··· INPUT DATA
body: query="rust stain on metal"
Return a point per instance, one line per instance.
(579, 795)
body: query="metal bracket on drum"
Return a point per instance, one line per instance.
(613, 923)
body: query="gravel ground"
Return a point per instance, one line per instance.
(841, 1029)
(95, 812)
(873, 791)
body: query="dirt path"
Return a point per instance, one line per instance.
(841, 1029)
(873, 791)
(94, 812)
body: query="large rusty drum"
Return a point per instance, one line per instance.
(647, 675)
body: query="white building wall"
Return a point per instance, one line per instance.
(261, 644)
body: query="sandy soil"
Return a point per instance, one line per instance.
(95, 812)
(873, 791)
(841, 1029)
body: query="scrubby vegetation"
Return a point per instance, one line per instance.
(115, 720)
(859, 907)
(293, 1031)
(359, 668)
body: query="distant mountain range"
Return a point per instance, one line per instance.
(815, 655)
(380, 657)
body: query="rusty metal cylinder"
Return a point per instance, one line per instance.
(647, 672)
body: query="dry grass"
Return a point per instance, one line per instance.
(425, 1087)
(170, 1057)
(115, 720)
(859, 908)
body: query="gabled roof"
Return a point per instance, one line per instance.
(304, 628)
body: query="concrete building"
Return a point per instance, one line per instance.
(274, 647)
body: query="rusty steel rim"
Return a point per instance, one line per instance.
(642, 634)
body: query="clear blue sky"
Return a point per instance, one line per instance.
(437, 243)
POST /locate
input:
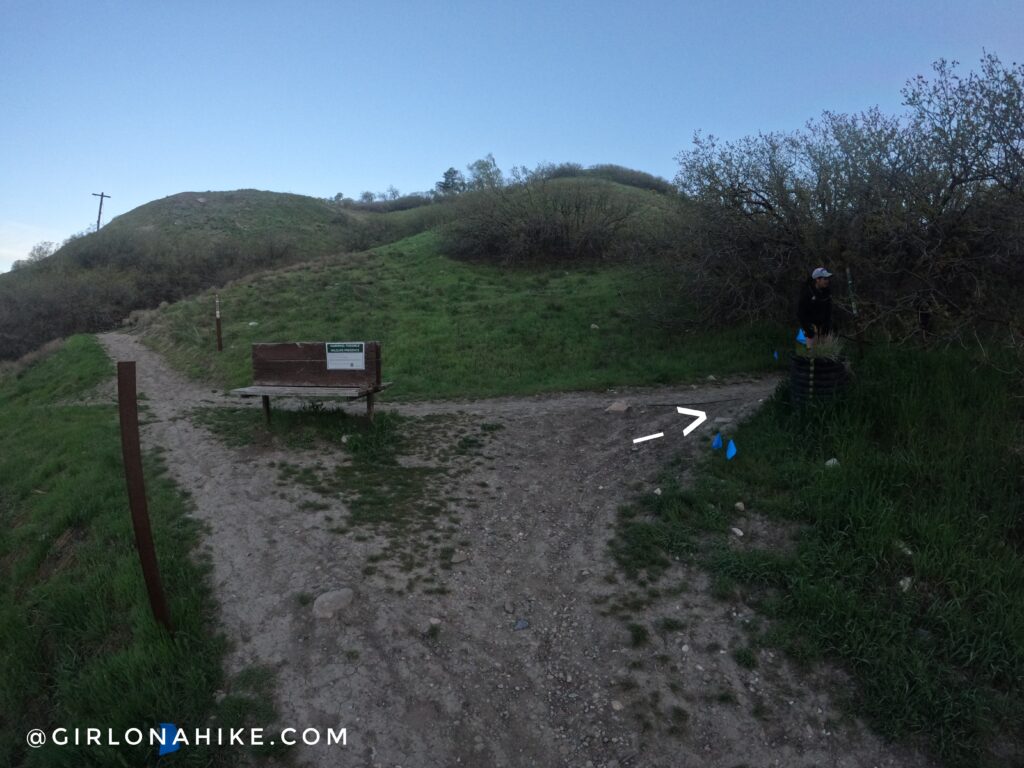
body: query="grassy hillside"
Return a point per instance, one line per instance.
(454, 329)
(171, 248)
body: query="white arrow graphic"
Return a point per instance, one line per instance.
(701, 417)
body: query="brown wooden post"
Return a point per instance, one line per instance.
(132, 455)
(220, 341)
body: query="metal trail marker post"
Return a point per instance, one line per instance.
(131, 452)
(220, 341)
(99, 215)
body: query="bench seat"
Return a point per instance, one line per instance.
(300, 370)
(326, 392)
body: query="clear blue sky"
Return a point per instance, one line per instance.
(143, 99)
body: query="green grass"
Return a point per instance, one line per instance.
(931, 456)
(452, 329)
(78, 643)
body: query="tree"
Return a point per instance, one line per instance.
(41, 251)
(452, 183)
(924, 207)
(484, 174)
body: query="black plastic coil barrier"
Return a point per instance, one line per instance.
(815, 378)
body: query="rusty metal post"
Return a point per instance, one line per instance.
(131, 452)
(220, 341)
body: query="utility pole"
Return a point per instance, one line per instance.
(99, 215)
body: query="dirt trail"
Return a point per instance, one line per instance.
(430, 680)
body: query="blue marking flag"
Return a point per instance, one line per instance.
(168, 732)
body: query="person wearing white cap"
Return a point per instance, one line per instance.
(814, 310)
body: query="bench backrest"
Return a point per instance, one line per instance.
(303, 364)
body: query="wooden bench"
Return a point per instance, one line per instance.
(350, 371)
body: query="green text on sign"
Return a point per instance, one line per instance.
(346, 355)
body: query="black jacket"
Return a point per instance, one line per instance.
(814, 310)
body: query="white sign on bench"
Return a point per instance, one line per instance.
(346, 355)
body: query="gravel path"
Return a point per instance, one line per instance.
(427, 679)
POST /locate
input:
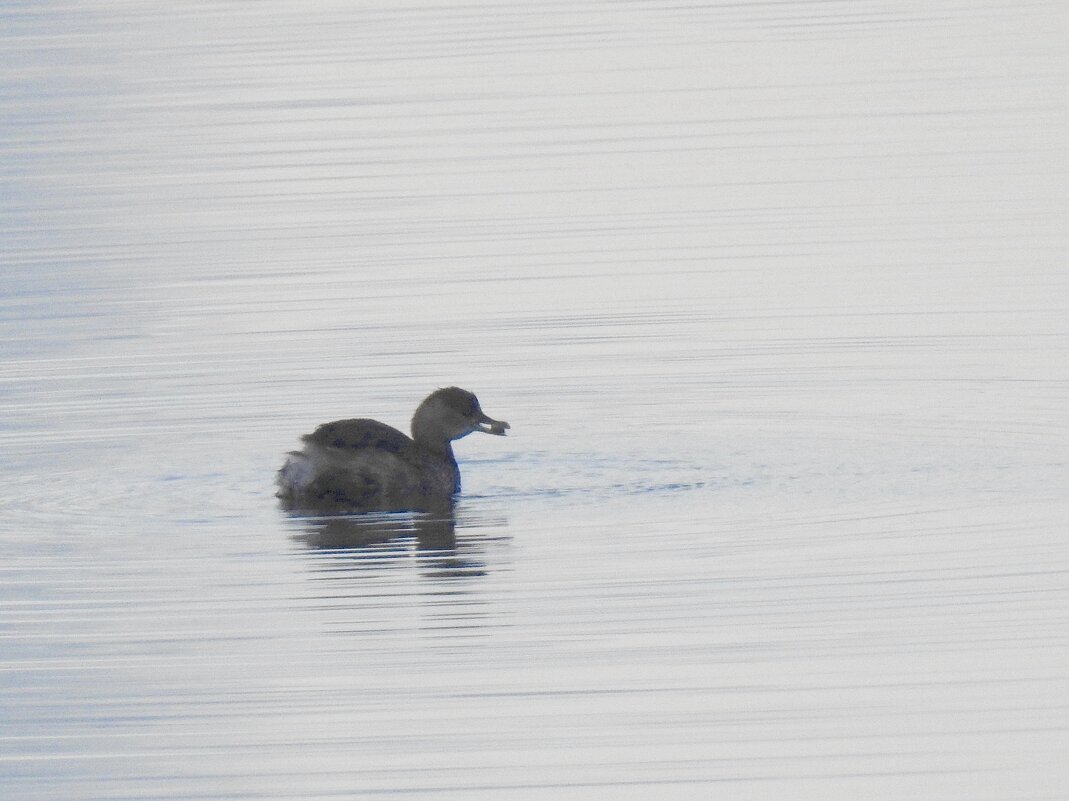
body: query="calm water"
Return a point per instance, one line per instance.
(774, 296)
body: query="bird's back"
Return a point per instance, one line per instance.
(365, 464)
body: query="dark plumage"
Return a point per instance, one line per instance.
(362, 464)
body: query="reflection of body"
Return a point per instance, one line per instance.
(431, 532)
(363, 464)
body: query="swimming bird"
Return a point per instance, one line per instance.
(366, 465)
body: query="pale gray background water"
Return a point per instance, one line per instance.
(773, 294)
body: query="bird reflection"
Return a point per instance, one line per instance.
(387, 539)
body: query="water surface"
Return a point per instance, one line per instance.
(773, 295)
······
··· INPUT DATA
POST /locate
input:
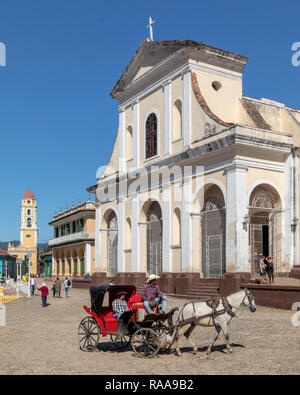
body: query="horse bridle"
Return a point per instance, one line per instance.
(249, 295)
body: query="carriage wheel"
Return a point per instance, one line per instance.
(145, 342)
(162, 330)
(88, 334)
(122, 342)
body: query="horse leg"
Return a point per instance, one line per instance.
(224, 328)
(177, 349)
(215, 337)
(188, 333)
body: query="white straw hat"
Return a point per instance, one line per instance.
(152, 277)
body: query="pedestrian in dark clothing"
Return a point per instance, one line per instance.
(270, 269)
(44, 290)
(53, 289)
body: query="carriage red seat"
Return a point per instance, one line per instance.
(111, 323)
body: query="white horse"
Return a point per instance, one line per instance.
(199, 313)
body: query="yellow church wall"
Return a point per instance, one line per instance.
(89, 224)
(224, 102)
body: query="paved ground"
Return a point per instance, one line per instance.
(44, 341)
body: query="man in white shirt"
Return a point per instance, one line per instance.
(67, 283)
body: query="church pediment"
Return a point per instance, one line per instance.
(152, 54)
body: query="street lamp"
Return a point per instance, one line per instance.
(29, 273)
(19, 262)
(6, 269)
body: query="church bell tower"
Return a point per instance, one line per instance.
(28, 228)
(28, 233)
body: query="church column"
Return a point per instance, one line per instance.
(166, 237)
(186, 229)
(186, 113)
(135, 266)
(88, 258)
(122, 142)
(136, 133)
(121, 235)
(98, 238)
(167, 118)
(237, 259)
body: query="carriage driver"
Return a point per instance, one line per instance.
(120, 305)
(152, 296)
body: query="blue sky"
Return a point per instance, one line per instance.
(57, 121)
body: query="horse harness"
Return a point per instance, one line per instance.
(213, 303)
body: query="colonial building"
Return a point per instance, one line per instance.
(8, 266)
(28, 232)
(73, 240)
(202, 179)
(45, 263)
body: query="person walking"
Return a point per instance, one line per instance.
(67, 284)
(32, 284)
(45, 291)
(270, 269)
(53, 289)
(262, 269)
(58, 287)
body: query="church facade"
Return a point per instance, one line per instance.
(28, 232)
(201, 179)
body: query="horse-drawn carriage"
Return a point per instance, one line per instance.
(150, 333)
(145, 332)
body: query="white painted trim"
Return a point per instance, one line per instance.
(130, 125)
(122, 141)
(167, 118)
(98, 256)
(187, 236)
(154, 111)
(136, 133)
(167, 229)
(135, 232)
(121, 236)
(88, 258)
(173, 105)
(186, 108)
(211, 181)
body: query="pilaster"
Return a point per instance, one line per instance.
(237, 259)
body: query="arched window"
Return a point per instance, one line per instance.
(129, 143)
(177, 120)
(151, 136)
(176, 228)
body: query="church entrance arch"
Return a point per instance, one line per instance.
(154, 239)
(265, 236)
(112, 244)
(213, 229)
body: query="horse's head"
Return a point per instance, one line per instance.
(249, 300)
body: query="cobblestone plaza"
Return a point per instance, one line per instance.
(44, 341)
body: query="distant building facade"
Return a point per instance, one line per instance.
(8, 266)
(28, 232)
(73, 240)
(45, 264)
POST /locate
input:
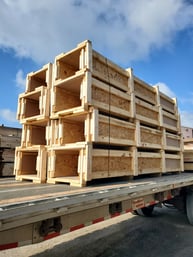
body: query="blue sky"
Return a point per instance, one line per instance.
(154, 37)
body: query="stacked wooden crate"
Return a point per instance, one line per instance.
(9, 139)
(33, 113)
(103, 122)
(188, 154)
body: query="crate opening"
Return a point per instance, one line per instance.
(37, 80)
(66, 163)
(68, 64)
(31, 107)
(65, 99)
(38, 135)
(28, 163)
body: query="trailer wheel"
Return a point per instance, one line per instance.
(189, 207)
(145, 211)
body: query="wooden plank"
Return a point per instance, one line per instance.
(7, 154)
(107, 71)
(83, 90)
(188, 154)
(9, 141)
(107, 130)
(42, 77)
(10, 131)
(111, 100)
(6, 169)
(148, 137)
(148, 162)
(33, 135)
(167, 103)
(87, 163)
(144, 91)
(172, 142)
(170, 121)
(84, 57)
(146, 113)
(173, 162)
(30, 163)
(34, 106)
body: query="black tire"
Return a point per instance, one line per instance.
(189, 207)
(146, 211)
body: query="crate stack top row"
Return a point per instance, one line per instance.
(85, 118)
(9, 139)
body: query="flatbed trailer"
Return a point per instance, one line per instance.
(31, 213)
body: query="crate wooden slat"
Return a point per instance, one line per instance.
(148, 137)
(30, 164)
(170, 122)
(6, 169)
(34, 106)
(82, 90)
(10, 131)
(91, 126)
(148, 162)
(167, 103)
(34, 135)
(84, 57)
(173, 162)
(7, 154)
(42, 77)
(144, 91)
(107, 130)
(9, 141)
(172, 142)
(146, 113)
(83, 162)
······
EXERCISE PROMPT - Find each line in the entries above that contains the string "dirt" and copy those lines.

SOLUTION TO THIS EXERCISE -
body: query="dirt path"
body: query="dirt trail"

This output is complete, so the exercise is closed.